- _Direction_
Reproduce every item below line for line without any changes, but leave out the pictures.

Rows from an object pointing dataset
+++
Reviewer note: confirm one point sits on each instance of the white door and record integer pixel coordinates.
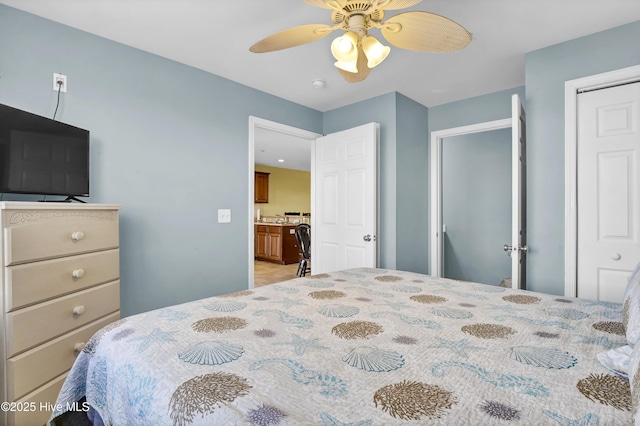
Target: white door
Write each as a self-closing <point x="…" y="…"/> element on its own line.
<point x="344" y="200"/>
<point x="608" y="190"/>
<point x="519" y="195"/>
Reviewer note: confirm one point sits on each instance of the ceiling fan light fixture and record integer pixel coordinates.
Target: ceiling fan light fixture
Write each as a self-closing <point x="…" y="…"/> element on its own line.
<point x="345" y="47"/>
<point x="375" y="51"/>
<point x="349" y="66"/>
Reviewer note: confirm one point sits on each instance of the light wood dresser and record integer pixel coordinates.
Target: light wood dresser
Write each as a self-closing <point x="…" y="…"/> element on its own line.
<point x="59" y="284"/>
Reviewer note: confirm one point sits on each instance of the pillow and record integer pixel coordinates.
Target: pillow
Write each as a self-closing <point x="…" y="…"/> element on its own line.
+++
- _Worked answer_
Reviewer note: confirm one point sits on each instance of the white door and record integer pixel coordinates.
Target: white door
Write each as a self-closing <point x="…" y="…"/> element on its own line.
<point x="344" y="200"/>
<point x="608" y="190"/>
<point x="519" y="195"/>
Reviewer note: confirm one point sits on each instance of the ceiling fan light fixture and record integer pixel coordinates.
Target: ceiling fan light fixture
Write each as a self-closing <point x="…" y="…"/> element on its own line.
<point x="345" y="47"/>
<point x="375" y="51"/>
<point x="349" y="66"/>
Reviewer note: confirm one point sits on each instance of the light wood dresser and record integer pixel coordinates.
Target: light wood dresser
Write each as a self-closing <point x="…" y="…"/> element on its own line.
<point x="59" y="284"/>
Reviewer note: confirm one point sits on each instance of the pillow and record integer pixel coordinates.
Target: pillow
Write each as a self-closing <point x="…" y="…"/> element on its own line.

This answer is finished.